Problem description.
Rewrite the stretch from the line containing "Can you spot the chain" through the line containing "x=787, y=685", changing "thickest part" to "widest part" and leaving everything else as it is. Return only those lines.

* BEGIN Entries shown *

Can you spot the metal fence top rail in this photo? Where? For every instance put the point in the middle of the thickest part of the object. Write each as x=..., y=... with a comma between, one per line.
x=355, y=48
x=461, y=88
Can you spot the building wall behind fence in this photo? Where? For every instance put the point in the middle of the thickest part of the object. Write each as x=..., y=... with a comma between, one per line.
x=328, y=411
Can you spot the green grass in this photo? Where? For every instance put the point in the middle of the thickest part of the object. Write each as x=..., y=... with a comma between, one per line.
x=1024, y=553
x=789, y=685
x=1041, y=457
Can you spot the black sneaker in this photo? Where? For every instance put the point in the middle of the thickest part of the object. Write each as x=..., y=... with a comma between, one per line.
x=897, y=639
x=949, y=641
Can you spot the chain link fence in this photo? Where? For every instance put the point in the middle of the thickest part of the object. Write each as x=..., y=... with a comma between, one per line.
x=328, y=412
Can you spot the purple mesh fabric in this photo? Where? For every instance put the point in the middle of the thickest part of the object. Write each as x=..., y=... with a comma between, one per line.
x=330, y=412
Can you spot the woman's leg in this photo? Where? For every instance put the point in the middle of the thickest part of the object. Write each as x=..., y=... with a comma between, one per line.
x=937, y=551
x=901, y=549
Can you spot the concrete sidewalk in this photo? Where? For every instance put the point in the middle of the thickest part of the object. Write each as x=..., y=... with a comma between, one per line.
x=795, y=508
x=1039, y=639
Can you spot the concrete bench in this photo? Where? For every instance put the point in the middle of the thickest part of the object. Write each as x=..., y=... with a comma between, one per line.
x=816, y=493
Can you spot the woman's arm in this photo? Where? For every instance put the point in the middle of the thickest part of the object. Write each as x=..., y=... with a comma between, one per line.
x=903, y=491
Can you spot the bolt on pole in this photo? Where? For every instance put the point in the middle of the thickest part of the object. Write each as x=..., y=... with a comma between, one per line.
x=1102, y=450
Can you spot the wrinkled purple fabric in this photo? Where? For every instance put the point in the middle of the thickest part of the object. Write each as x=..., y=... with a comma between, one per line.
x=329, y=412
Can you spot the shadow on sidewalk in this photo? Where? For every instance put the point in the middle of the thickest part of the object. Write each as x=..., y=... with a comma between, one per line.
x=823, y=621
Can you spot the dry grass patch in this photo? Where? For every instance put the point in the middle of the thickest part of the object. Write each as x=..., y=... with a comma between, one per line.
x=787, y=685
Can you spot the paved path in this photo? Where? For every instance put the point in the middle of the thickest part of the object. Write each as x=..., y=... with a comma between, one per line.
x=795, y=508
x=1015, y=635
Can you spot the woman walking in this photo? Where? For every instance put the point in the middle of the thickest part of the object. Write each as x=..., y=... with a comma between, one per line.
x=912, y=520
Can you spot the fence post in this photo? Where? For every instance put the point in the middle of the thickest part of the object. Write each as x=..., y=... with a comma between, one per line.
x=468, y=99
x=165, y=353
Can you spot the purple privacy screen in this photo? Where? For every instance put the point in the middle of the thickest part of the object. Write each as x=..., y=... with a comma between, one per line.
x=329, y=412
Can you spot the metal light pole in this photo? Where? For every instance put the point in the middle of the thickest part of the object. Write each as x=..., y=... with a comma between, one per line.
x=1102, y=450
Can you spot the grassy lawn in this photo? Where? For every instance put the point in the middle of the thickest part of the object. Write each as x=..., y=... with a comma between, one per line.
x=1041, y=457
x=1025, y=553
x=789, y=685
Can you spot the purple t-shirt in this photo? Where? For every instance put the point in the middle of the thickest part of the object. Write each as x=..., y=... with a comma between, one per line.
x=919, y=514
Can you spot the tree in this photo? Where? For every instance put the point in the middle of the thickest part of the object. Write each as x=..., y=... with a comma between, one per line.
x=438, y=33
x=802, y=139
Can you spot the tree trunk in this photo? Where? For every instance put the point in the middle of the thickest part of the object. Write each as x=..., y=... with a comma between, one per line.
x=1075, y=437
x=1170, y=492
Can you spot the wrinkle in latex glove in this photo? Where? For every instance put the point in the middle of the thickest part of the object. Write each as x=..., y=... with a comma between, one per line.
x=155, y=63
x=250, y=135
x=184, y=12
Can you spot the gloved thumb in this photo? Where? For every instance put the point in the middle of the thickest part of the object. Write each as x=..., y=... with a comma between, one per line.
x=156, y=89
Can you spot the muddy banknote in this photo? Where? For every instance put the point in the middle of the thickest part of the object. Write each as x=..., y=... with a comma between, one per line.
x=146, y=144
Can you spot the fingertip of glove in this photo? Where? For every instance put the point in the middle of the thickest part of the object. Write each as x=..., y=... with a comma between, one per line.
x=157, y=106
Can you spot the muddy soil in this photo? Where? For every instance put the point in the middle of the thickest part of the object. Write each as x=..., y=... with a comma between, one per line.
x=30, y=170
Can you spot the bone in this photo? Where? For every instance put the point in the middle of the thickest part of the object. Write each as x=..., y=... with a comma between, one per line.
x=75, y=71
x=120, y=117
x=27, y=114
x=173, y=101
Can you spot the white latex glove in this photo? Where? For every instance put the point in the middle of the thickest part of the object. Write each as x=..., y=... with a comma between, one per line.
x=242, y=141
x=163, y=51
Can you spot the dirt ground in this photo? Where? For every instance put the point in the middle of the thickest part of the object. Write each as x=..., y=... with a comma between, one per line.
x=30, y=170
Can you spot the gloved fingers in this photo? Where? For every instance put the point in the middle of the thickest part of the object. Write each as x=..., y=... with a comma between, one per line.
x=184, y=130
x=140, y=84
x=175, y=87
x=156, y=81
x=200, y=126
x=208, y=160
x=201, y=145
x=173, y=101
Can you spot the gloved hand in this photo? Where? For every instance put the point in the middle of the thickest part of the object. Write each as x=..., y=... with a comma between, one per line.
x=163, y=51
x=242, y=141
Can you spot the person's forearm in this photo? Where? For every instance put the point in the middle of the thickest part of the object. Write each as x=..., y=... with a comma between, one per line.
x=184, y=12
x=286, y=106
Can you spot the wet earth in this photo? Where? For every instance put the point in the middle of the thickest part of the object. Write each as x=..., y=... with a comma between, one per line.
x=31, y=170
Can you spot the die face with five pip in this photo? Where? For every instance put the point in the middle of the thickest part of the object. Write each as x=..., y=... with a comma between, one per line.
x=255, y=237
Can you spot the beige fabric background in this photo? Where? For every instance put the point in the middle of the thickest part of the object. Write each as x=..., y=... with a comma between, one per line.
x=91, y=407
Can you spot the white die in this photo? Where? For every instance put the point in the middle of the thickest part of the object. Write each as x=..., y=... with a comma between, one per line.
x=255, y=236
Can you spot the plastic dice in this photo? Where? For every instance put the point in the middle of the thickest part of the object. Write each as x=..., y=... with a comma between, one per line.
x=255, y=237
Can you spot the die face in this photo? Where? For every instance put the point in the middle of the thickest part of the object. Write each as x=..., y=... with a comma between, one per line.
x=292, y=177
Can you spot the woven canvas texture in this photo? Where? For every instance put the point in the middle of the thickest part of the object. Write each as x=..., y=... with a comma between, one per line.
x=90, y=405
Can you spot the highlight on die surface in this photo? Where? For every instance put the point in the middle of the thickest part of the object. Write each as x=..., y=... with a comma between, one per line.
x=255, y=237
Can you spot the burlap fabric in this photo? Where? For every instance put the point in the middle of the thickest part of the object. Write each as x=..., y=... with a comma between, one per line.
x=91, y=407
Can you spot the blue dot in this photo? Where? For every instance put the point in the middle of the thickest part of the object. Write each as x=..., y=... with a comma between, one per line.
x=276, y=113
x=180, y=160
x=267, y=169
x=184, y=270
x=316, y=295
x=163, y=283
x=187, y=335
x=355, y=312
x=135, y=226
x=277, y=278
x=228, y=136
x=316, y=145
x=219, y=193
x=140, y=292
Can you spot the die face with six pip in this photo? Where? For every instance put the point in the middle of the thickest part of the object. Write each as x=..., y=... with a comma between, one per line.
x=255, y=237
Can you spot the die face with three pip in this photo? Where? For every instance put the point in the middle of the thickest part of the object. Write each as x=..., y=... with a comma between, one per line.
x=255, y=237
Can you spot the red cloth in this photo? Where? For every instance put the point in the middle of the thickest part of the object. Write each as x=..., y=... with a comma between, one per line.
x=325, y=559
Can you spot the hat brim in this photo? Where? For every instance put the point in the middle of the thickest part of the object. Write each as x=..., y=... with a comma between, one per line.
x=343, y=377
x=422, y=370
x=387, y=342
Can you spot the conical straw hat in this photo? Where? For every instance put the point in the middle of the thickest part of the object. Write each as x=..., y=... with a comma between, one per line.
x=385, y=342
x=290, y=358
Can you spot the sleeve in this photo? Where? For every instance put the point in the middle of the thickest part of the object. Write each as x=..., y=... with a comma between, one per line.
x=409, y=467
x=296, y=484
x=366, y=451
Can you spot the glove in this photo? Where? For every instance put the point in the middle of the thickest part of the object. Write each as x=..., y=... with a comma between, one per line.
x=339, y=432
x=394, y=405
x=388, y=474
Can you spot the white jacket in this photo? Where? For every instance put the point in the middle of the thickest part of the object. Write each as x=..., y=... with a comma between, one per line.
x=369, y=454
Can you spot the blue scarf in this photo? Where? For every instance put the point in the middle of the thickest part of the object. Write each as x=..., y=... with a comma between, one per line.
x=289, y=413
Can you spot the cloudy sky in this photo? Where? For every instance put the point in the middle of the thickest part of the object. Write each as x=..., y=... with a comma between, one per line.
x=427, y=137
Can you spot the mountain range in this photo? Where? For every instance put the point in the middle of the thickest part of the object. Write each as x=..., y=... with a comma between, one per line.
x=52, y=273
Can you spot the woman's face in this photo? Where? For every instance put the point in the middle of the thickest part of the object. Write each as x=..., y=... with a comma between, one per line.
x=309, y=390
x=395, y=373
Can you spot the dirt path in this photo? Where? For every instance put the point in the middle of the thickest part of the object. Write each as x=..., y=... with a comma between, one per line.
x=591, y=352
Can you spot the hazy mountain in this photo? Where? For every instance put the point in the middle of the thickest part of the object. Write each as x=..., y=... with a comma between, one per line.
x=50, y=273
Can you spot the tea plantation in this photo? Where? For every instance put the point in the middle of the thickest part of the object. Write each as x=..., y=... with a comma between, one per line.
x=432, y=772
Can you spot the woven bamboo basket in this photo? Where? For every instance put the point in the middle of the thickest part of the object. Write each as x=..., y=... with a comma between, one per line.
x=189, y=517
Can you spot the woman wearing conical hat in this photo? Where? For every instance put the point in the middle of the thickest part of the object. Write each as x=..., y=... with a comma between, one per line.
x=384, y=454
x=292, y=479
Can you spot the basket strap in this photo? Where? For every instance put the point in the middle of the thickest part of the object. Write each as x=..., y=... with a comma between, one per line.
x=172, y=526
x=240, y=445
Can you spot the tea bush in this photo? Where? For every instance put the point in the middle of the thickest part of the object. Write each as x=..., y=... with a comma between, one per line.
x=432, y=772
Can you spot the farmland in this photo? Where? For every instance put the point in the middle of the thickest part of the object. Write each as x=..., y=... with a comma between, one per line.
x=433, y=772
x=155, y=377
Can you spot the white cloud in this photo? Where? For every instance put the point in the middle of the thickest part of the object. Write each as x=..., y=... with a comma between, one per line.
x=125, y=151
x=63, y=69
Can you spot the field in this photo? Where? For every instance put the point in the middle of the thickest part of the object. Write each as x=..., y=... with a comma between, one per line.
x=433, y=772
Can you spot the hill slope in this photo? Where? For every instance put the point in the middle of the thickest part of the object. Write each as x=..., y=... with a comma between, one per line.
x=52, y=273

* END Entries shown *

Problem solution.
Can you spot the chain link fence in this photo? Where? For every instance put the point in the middle of the widest part of the object. Write each as x=..., y=... with a comma between, one per line.
x=328, y=412
Can you spot the purple mesh fabric in this photo? Where? For every instance put the point in the middle of the widest part of the object. Write each as x=..., y=... with a comma between, one per line.
x=330, y=412
Can you spot the woman's leg in this photo? Where? For every instance put the point in the middle of the widest part of the object. Write each as x=..., y=... with a comma between, one per line.
x=937, y=551
x=901, y=549
Can you spot the concrete sidewalk in this photo? Where? For every instance put the point in the middle of the widest part of the object. Write each as x=..., y=... with a comma between, one per line.
x=795, y=508
x=1039, y=639
Can you spot the concrete bench in this photo? Where? For every instance put the point in the middle of the widest part of the object. Write each as x=..., y=... with a comma between, one per line.
x=816, y=493
Can you spot the woman's arm in this photo? Where? For every instance put the point in the middle of the widest part of the object. Write each as x=..., y=... with a comma between, one per line.
x=903, y=491
Can you spot the bolt on pole in this photo? Where? For every instance put the point in the middle of the widest part of the object. Write each as x=..., y=... with a comma between, one per line.
x=1102, y=450
Can you spot the wrinkled purple fabric in this photo? Where? For every instance put the point in the middle of the widest part of the object. Write each as x=..., y=... with a comma between, one per line.
x=329, y=412
Can you spot the shadow on sidewalk in this photo? Where? For every instance put the point in the middle of the widest part of the object. Write each as x=..., y=... with a comma between, one per line.
x=823, y=621
Can you spot the dry grass patch in this photo? Where? For every instance put the point in the middle of the widest part of the object. Write each as x=..., y=... with a comma between, one per line.
x=787, y=685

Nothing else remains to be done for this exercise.